RECORDS section start

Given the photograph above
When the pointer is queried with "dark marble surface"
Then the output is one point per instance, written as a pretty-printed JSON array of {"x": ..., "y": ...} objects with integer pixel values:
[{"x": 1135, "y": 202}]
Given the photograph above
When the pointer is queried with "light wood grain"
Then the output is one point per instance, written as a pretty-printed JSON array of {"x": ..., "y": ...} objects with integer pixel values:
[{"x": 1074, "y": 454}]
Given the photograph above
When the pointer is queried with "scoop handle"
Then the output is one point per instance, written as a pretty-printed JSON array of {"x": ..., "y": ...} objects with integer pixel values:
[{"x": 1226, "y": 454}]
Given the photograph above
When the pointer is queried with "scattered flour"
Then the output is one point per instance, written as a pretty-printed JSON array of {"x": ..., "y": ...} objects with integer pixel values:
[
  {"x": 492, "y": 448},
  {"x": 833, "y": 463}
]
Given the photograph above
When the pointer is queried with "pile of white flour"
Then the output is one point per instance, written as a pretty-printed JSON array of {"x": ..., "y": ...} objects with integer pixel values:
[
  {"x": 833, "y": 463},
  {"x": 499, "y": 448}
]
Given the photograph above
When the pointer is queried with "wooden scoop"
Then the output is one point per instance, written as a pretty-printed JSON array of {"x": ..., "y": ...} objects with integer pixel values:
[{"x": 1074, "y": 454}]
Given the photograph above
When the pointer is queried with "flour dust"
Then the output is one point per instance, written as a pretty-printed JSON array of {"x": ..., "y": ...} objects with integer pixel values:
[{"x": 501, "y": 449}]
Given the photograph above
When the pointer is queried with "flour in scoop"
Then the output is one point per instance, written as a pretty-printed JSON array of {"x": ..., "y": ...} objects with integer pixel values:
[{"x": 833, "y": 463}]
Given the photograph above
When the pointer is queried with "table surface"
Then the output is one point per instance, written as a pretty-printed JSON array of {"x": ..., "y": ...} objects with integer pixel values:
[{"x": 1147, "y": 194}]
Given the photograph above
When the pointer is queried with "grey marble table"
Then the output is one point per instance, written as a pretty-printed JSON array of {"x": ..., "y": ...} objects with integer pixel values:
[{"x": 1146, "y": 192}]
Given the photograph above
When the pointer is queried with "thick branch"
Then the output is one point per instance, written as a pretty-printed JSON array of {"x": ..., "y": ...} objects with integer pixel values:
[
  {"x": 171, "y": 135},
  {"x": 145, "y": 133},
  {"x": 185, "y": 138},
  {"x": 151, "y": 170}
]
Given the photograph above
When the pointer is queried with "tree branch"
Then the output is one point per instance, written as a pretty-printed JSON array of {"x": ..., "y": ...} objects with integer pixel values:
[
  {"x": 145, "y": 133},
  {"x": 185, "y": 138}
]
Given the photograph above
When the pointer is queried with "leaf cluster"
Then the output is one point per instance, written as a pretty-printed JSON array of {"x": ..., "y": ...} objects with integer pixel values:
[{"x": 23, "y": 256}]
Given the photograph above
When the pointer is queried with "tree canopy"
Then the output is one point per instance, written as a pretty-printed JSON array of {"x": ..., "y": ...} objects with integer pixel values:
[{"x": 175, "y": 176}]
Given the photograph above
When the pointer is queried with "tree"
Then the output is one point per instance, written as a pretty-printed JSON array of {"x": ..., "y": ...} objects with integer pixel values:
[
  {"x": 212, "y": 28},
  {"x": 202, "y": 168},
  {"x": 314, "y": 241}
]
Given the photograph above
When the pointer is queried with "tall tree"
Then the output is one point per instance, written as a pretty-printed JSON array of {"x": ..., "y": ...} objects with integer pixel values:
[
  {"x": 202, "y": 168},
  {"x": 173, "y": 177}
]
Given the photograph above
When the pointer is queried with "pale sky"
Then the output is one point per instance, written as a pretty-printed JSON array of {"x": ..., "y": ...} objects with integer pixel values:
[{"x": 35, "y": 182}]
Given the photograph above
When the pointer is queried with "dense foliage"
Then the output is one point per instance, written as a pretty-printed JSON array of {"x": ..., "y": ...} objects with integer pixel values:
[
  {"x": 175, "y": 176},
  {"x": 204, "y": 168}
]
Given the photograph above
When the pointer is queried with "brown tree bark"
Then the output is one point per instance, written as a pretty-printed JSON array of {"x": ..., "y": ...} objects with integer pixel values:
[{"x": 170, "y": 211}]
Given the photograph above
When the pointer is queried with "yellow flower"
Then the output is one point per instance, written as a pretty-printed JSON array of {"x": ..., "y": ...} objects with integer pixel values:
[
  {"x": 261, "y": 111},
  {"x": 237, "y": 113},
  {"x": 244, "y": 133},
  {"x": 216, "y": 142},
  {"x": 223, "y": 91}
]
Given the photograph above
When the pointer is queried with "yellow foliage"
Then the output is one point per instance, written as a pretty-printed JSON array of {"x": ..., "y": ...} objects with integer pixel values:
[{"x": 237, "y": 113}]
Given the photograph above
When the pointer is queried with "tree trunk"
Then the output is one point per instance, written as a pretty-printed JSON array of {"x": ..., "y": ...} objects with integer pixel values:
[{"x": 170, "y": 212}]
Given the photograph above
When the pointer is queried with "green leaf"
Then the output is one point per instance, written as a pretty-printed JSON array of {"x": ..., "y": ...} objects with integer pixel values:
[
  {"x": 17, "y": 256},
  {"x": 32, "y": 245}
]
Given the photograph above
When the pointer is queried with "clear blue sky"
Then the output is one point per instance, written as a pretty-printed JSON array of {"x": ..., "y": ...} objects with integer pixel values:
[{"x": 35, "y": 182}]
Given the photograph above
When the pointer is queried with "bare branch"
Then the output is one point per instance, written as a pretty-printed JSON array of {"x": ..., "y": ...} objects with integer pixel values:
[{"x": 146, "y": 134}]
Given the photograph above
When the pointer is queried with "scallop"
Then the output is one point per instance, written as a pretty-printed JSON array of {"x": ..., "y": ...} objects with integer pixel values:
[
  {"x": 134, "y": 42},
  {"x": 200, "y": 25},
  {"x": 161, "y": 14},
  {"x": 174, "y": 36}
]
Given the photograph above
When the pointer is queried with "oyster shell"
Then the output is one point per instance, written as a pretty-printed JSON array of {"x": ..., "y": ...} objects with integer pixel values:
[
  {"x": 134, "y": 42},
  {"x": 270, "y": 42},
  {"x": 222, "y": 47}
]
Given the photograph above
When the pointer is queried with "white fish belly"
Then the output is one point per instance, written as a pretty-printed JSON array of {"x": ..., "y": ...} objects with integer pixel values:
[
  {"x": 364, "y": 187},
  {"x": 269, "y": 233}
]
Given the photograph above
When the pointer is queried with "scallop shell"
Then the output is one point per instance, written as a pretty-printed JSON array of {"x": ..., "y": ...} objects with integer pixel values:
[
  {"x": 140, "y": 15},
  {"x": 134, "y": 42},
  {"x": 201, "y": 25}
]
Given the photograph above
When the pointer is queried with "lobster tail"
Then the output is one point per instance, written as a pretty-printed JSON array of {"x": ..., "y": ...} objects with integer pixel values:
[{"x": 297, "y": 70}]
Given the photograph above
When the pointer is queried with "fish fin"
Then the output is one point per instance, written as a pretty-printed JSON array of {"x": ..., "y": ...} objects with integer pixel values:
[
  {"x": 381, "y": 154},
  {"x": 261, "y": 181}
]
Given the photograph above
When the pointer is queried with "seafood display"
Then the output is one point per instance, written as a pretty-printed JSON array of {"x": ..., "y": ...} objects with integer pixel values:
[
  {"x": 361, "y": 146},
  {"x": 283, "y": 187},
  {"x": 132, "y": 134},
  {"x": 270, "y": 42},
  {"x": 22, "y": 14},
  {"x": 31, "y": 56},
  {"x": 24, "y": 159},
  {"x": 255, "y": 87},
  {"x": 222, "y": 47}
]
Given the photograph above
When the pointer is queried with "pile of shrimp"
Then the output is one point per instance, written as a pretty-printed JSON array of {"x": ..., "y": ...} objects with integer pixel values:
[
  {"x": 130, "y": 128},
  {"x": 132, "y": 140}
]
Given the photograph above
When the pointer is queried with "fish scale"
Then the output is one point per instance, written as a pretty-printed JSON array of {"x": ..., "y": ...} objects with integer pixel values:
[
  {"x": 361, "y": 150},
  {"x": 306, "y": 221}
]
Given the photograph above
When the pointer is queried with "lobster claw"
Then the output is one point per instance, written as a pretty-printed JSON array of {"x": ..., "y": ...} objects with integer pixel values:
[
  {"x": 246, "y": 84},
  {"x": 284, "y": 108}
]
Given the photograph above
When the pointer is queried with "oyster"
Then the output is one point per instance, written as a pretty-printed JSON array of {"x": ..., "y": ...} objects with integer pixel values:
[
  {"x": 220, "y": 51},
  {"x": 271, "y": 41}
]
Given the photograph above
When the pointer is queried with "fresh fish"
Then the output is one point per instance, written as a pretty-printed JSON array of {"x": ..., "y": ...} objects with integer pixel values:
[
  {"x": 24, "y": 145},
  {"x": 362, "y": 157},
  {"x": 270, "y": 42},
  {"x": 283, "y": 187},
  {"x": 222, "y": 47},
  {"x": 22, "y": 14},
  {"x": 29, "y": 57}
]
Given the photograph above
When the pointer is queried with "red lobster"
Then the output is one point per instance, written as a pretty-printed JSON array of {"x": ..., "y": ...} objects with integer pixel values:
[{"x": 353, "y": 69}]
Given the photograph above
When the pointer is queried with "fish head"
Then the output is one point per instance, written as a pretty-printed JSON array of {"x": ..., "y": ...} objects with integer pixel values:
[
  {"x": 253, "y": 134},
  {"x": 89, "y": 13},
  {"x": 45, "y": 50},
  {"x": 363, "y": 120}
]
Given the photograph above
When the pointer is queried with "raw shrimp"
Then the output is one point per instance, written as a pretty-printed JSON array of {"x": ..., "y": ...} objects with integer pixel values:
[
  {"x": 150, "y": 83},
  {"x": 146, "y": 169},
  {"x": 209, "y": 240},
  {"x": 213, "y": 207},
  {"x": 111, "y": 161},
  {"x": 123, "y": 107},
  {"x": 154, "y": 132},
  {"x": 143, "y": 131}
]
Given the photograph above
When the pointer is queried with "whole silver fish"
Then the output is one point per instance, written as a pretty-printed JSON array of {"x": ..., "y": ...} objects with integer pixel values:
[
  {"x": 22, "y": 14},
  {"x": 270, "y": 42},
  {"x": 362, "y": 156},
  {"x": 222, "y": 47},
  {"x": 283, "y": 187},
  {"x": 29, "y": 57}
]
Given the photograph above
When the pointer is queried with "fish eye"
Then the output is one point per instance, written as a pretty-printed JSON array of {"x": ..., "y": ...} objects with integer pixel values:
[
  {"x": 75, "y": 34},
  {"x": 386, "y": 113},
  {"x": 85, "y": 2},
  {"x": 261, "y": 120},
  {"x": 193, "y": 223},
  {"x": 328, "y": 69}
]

RECORDS section end

# YOUR OBJECTIVE
Note each line of the material holding "scoop" and copy it out.

# RESPONSE TO THIS TASK
When the pointer is queried with "scoop handle"
When the pointer is queried with "wooden scoop"
When the pointer is queried with "flour in scoop"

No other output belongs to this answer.